**SELECTED TEXT:**
"To a very striking degree our culture has become a Statistical culture. Even a person who may never have heard of an index number is affected [...] by [...] of those index numbers which describe the cost of living. It is impossible to understand Psychology, Sociology, Economics, Finance or a Physical Science without some general idea of the meaning of an average, of variation, of concomitance, of sampling, of how to interpret charts and tables." (Carrol D Wright, 1887)
"In any chart where index numbers are used the greatest care should be taken to select as unity a set of conditions thoroughly typical and representative. It is frequently best to take as unity the average of a series of years immediately preceding the years for which a study is to be made. The series of years averaged to represent unity should, if possible, be so selected that they will include one full cycle or wave of fluctuation. If one complete cycle involves too many years, the years selected as unity should be taken in equal number on either side of a year which represents most nearly the normal condition." (Willard C Brinton, "Graphic Methods for Presenting Facts", 1919)

**SHORT PROBLEM A:** Decide whether each statement agrees with the quotations on statistics, answering yes or no and quoting the deciding words exactly: (i) the first quotation holds that index numbers affect only people who know what they are; (ii) the second quotation advises that, if possible, the years averaged as unity include one full cycle of fluctuation; (iii) the second quotation recommends taking as unity the average of years that follow the period under study.

**MATERIAL PROVIDED:**
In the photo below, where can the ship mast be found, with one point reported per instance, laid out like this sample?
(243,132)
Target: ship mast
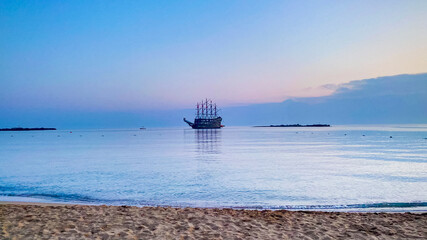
(198,111)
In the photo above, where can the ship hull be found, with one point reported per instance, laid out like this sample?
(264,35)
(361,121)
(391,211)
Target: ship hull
(205,123)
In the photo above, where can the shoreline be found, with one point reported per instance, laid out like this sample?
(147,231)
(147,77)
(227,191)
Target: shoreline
(43,202)
(58,220)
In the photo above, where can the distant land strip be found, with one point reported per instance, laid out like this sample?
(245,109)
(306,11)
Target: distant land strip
(297,125)
(26,129)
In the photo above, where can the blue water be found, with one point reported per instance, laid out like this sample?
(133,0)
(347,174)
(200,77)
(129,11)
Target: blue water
(239,167)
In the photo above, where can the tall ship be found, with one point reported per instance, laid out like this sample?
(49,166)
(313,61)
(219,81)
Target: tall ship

**SHORT PROBLEM B:** How many lines of the listing contain the string "blue"? Case counts; give only the number.

**CORRECT ANSWER A:**
(i) No: "Even a person who may never have heard of an index number is affected"
(ii) Yes: "The series of years averaged to represent unity should, if possible, be so selected that they will include one full cycle or wave of fluctuation."
(iii) No: "It is frequently best to take as unity the average of a series of years immediately preceding the years for which a study is to be made."

**CORRECT ANSWER B:** 2